▸ **What you are asked to do**: Can you copy the lines from the one that contains "the wooden soup" through the end of the material below, exactly and with nothing else?

▸ **Records shown**:
##########

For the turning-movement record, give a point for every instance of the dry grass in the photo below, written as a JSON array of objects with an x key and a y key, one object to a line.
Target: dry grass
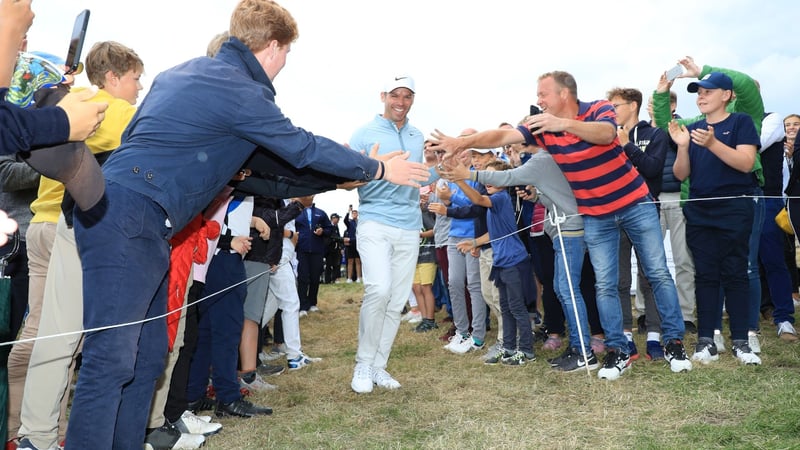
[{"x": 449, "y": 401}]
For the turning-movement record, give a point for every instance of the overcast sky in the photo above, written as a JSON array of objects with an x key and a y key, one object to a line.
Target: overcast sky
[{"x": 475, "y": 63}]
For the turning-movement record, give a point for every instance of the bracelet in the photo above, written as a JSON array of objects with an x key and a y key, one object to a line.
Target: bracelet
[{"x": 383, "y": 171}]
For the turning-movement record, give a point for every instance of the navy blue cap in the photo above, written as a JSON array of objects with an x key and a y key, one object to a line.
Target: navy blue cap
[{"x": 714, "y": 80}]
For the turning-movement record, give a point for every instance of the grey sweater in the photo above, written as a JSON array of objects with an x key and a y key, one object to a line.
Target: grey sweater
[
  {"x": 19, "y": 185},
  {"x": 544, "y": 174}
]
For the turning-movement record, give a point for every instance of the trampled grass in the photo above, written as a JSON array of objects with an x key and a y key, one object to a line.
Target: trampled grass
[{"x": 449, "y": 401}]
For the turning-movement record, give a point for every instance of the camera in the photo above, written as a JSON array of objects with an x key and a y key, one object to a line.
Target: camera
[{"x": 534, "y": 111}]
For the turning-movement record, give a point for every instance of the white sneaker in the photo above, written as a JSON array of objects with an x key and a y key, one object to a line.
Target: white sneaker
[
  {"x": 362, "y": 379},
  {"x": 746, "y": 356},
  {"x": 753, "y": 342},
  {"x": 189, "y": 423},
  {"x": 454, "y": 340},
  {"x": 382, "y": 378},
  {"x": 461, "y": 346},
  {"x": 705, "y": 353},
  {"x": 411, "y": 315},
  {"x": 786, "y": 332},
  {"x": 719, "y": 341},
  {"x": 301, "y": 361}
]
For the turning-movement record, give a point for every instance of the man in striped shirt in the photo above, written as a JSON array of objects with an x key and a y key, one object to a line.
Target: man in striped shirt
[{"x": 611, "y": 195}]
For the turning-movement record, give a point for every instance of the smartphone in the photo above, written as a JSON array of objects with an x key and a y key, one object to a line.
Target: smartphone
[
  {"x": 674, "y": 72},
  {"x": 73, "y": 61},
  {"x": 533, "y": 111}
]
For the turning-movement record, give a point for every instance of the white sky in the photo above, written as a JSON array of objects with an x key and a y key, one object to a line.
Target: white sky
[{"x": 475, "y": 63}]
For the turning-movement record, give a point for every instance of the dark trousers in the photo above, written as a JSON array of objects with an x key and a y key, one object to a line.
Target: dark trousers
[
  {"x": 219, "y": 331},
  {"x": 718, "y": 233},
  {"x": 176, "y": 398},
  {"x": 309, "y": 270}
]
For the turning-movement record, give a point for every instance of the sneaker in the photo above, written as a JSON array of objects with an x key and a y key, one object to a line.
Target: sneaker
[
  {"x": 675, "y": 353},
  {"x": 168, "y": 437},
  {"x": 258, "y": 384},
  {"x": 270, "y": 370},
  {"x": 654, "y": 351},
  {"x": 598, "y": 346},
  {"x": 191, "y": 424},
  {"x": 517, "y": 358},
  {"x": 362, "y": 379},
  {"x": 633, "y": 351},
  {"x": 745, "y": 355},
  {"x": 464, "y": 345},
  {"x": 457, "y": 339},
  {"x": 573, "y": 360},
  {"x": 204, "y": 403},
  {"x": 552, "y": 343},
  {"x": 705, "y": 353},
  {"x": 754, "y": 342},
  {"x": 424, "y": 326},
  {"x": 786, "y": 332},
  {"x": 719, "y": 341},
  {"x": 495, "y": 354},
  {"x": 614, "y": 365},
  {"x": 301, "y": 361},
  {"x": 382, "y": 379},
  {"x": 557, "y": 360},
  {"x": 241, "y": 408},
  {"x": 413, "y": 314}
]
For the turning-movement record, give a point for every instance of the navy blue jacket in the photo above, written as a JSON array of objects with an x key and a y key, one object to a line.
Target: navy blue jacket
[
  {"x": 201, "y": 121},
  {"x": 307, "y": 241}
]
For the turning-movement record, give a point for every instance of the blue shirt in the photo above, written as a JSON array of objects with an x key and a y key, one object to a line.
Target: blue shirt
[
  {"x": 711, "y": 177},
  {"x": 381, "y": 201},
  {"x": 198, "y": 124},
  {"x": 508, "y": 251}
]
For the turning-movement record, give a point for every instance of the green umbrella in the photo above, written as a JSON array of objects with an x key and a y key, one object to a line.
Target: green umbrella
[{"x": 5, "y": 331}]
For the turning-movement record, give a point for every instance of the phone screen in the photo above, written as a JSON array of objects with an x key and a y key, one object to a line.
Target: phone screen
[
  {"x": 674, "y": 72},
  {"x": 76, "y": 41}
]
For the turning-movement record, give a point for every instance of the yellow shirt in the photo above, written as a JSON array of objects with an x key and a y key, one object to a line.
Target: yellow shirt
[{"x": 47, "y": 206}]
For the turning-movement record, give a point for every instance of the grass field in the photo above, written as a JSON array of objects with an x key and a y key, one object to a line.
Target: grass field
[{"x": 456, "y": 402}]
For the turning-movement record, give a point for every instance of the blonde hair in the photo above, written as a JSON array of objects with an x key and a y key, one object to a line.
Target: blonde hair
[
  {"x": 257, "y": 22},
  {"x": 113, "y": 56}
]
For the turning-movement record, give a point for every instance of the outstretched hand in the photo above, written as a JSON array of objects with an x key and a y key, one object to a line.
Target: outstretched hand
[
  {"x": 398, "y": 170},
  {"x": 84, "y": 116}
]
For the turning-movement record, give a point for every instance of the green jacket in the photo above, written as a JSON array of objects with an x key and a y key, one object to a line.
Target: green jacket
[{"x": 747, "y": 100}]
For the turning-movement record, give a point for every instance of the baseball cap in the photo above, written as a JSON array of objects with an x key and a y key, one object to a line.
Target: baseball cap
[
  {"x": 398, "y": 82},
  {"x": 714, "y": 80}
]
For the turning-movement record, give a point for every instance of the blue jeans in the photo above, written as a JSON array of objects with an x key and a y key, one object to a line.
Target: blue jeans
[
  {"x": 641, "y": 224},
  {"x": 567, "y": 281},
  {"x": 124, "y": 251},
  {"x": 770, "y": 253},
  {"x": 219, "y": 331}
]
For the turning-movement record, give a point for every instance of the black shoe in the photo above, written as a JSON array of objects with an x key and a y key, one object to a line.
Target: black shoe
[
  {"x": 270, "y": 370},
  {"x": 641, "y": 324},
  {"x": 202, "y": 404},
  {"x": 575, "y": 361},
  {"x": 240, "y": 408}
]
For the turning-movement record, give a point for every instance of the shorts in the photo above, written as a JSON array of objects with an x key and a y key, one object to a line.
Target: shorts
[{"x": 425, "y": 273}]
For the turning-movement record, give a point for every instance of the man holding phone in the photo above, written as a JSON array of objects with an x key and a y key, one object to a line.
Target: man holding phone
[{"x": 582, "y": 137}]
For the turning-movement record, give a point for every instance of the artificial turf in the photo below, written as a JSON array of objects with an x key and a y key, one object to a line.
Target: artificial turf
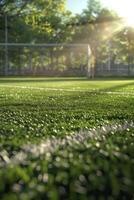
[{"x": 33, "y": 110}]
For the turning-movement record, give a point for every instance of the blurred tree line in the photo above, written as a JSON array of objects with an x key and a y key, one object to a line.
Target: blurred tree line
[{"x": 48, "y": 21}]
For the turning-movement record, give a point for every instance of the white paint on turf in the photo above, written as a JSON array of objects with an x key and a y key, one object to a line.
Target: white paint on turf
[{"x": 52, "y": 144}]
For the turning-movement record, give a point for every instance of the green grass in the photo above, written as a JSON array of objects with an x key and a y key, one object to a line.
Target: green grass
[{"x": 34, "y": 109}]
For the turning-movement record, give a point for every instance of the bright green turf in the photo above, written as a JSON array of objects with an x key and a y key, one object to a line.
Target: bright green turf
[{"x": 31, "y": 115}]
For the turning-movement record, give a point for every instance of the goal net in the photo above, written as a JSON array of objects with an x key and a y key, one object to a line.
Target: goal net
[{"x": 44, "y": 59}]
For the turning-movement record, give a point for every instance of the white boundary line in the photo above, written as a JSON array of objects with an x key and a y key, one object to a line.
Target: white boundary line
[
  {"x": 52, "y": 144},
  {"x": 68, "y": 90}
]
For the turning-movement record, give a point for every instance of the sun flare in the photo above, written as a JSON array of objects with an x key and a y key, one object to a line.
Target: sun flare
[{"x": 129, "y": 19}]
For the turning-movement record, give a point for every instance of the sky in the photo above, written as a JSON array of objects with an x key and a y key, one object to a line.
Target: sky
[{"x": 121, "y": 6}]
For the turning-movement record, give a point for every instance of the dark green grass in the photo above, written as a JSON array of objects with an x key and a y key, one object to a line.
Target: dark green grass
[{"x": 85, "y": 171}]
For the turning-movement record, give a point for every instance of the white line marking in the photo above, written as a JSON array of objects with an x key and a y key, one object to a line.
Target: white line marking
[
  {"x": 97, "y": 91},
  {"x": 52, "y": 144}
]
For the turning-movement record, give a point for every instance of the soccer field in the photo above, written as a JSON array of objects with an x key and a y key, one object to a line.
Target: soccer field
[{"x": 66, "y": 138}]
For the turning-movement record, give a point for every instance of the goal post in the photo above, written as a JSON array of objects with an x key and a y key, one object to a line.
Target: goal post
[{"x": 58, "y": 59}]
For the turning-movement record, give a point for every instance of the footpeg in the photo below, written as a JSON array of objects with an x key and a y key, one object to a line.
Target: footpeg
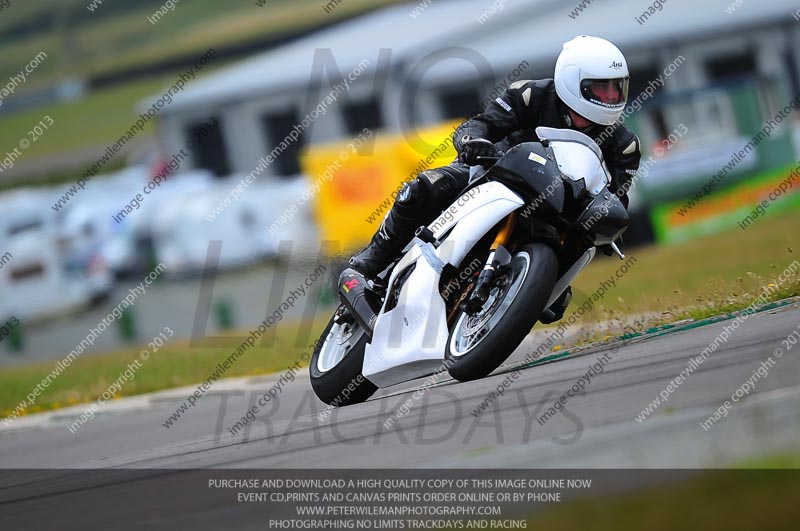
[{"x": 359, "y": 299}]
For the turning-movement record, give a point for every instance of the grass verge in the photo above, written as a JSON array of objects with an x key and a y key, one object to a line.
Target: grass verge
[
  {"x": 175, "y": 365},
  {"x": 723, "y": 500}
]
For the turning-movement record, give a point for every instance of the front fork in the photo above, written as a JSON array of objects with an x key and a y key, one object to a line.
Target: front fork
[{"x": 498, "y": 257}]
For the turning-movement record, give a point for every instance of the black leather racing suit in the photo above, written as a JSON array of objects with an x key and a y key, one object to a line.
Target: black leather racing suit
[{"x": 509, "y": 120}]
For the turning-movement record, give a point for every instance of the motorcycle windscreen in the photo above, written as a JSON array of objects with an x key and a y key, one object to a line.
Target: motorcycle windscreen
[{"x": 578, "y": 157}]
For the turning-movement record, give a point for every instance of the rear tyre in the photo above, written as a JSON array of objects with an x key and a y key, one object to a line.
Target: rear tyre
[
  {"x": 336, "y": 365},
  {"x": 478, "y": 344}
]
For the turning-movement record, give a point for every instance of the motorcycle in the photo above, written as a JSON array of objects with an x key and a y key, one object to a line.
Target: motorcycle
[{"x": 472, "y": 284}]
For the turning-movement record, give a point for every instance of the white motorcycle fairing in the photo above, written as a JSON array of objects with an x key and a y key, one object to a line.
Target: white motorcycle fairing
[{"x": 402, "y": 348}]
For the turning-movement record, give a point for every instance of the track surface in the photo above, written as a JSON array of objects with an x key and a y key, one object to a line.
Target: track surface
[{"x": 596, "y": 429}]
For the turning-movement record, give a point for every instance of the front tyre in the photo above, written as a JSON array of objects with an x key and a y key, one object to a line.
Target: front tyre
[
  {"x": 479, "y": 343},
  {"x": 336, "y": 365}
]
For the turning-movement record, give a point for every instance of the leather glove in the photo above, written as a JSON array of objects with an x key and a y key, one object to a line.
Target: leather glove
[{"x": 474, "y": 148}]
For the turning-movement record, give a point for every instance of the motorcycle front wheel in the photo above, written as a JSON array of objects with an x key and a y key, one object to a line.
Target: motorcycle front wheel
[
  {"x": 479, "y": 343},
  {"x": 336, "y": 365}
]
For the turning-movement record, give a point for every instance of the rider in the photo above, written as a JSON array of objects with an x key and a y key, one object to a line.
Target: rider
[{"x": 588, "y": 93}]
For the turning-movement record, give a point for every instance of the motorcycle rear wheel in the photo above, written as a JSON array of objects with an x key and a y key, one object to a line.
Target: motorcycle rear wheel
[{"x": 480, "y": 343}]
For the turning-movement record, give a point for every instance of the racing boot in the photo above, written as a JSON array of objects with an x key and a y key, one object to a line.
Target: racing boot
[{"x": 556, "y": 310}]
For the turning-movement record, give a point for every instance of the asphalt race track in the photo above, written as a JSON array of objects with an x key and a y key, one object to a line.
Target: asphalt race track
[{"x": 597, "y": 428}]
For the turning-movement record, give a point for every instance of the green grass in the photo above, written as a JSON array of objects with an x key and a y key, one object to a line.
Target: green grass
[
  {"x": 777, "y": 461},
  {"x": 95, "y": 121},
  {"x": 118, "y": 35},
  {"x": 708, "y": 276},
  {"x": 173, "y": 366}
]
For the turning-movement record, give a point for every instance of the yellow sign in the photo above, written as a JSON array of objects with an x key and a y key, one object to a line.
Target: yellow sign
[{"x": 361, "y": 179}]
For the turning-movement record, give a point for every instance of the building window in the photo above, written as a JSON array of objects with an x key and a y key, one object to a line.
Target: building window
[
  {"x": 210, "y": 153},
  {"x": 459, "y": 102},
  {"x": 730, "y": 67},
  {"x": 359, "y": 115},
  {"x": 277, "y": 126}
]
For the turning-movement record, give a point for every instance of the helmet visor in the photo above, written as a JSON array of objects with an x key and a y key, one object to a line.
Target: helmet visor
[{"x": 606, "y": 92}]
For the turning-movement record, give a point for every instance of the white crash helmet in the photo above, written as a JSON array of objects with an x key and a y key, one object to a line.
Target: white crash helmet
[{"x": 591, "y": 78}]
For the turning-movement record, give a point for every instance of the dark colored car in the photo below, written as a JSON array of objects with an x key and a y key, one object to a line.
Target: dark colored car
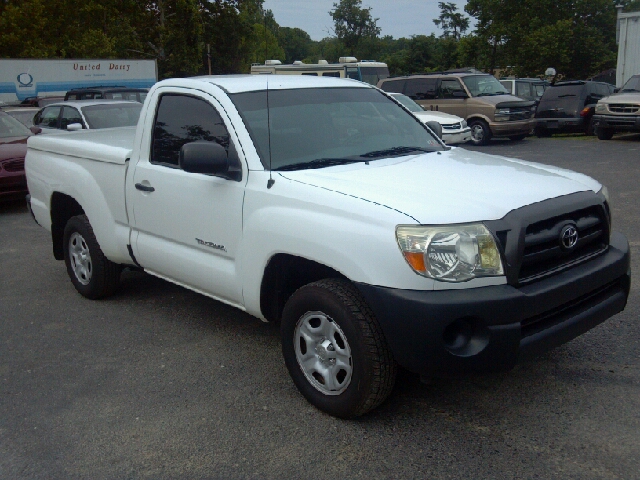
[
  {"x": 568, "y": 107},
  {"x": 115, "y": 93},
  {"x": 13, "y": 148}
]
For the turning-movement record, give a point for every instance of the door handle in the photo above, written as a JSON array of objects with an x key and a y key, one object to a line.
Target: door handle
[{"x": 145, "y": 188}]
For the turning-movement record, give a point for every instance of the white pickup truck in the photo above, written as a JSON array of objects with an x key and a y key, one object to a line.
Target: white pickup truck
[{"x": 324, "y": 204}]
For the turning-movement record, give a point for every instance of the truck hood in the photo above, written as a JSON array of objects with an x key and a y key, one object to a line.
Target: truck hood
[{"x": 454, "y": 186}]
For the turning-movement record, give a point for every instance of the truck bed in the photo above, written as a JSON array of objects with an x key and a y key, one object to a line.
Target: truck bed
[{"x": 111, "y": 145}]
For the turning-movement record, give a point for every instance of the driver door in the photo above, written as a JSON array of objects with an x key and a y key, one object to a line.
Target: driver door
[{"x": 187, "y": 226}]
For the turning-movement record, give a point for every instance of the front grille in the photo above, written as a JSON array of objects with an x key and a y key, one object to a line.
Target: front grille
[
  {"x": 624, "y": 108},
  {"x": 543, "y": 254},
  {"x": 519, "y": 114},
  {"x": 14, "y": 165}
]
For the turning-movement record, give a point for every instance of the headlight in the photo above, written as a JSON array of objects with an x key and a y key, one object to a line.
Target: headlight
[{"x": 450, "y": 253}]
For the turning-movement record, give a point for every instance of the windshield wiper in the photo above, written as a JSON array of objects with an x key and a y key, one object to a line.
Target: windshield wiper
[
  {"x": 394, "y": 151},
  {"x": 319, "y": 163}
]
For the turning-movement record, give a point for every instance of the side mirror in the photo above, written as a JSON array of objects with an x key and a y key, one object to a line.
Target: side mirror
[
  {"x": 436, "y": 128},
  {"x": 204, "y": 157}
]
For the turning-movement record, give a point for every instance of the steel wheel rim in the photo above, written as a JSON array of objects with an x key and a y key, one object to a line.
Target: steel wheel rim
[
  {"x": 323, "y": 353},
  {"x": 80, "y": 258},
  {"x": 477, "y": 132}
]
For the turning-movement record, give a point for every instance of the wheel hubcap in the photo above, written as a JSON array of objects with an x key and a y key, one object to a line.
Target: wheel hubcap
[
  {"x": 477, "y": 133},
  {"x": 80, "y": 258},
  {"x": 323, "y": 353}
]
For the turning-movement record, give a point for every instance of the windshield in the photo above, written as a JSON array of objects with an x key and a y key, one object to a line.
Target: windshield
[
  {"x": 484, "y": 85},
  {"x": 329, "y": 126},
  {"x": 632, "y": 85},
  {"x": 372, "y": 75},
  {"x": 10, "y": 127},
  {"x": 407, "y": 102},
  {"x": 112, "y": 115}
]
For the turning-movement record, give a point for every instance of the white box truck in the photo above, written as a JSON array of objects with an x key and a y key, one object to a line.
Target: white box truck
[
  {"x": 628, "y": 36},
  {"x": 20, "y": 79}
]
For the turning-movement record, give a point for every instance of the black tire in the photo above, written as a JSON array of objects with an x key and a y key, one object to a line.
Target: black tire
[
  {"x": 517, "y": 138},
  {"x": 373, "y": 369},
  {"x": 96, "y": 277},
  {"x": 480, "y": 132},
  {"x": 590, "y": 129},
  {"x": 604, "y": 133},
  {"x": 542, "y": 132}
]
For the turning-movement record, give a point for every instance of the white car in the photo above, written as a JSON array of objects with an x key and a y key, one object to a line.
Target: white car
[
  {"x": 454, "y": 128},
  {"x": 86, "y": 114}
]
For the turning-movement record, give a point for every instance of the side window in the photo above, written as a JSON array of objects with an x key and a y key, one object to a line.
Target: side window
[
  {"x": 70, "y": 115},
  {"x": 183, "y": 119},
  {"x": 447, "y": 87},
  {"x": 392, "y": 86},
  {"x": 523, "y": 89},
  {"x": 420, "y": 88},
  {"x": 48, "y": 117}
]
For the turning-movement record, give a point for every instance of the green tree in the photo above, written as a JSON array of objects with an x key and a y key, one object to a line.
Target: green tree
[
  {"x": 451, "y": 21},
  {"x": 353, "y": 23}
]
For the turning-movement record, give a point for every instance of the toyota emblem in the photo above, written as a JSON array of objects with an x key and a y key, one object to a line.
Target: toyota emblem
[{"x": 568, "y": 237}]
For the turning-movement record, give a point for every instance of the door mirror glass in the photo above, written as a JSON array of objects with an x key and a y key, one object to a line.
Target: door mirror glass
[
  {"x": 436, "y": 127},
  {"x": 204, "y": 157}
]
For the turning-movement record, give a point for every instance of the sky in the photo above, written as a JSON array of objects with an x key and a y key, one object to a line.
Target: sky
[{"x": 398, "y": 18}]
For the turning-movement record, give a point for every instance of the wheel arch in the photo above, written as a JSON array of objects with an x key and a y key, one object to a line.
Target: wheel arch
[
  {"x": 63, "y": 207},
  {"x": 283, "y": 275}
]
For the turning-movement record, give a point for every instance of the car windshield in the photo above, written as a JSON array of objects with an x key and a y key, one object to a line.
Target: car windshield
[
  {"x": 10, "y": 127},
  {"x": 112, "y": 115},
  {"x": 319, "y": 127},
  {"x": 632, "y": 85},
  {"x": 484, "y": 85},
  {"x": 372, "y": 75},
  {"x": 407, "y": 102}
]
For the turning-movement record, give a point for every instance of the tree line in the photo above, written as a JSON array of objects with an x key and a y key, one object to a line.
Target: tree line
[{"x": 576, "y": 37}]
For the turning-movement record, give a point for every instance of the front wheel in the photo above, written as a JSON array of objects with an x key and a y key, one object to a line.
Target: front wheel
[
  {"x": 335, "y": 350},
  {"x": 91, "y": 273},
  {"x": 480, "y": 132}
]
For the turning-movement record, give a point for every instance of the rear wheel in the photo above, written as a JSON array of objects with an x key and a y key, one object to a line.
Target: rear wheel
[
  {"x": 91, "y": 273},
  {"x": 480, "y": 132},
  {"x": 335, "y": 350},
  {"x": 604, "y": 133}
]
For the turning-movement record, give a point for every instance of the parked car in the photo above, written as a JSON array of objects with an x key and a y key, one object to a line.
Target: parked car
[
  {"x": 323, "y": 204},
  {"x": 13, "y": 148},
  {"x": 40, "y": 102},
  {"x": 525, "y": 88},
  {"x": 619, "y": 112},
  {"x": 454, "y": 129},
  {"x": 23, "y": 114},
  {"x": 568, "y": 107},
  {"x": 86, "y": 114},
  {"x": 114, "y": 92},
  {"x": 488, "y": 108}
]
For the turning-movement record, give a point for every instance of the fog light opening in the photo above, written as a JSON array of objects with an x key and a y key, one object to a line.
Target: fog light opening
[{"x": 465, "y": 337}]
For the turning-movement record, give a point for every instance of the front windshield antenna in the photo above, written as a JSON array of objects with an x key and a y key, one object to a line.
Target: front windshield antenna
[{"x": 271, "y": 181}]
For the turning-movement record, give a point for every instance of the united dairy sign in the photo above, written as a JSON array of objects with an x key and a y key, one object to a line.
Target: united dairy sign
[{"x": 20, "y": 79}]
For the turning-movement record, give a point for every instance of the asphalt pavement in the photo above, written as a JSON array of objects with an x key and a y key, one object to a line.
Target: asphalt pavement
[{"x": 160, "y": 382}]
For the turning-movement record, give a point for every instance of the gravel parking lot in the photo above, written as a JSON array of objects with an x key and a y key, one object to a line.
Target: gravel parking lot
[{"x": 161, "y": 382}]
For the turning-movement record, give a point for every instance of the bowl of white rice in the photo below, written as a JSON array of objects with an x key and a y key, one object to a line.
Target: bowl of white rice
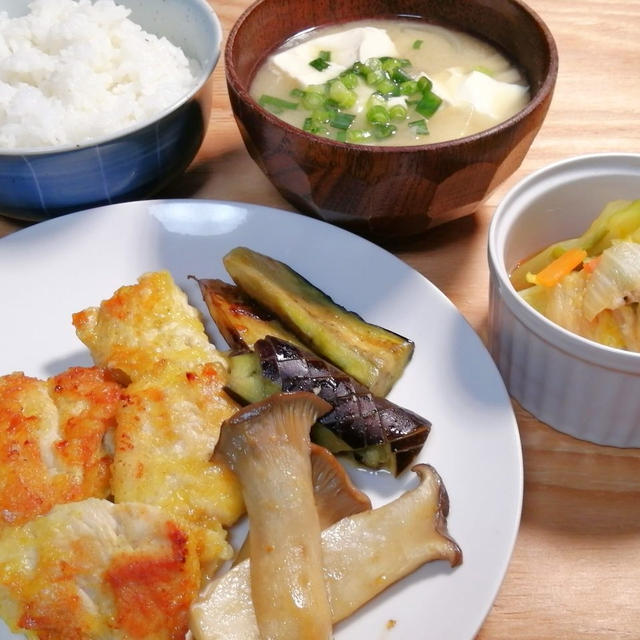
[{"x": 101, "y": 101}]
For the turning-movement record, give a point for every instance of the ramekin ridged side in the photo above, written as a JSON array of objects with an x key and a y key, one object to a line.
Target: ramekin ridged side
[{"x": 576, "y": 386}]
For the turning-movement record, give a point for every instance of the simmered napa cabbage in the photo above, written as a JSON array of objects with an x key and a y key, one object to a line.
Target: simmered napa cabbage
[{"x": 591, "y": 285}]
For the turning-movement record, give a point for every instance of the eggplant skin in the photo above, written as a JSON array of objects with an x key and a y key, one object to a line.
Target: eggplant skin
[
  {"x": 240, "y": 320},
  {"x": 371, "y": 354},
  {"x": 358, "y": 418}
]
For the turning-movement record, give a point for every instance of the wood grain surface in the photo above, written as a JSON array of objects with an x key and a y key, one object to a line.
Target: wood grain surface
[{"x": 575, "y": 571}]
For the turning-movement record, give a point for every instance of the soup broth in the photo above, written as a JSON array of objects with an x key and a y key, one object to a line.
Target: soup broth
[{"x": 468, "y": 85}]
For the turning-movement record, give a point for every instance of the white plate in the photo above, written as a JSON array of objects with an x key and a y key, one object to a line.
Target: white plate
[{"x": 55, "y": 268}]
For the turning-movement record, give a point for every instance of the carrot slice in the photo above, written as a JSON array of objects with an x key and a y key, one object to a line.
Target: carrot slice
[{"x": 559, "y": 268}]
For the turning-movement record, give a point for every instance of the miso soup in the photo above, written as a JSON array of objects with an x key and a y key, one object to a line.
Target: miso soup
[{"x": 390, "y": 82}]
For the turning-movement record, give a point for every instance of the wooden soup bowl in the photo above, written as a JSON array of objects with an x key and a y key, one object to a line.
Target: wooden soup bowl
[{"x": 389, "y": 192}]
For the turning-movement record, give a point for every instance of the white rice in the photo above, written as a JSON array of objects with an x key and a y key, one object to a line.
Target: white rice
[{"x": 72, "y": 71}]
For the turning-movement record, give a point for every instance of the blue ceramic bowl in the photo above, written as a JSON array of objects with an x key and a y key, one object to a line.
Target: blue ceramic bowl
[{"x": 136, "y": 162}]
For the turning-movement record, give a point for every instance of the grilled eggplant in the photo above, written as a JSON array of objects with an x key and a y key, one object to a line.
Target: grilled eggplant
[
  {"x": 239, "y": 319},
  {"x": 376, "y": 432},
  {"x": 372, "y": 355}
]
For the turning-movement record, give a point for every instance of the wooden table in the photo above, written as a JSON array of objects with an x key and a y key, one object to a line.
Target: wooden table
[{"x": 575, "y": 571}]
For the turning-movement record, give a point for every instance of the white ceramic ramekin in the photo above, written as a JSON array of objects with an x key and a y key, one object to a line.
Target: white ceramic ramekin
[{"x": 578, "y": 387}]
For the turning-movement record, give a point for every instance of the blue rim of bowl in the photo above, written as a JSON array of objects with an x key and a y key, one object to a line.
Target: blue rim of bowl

##########

▸ **Written solution**:
For the turning-movement record, give a point for every instance of the wooden soup bowl in the photo above, written as a JSON array of objects with an x key and a y key, one object to a line.
Target: wooden soup bowl
[{"x": 389, "y": 192}]
For the turning-movement record, give a point for every instance of the white rice in the photo above, written as a JSON array of objects with an x key and a y key, one object to a line.
Target: white rice
[{"x": 72, "y": 71}]
For the turning-movement record, give a point for every instance of the blue ceramic bowl in the photo above, written as a JSON array of objects with an x key and a y key, one object to a line.
Target: blue ceramic bowl
[{"x": 136, "y": 162}]
For the turning-movement record, give a point for every instance of the grilled eggplant in the photo above, written as a JSON array of objects with an x key and a y key, one object to a line.
Target: grilled eggplant
[
  {"x": 239, "y": 319},
  {"x": 376, "y": 432},
  {"x": 372, "y": 355}
]
For the turning-movement record, give a point for every instance of the wooden table in the photo above, written as a JSON array of objects with an x key and a y key, one object to a line.
Target: wooden table
[{"x": 575, "y": 571}]
For the turning-movement record, give a point for every instance of the white ceramic ramekin in the photo above, written as a JSON array of objects with an x key and a y key, one object to a line.
Target: white ceramic ramekin
[{"x": 578, "y": 387}]
For the turning-movement record, give a point for every instance of the blue rim of bowl in the photo above, written as a JSON array of objects with an x key and a y key, one object to a line.
Target: blue rim of bowl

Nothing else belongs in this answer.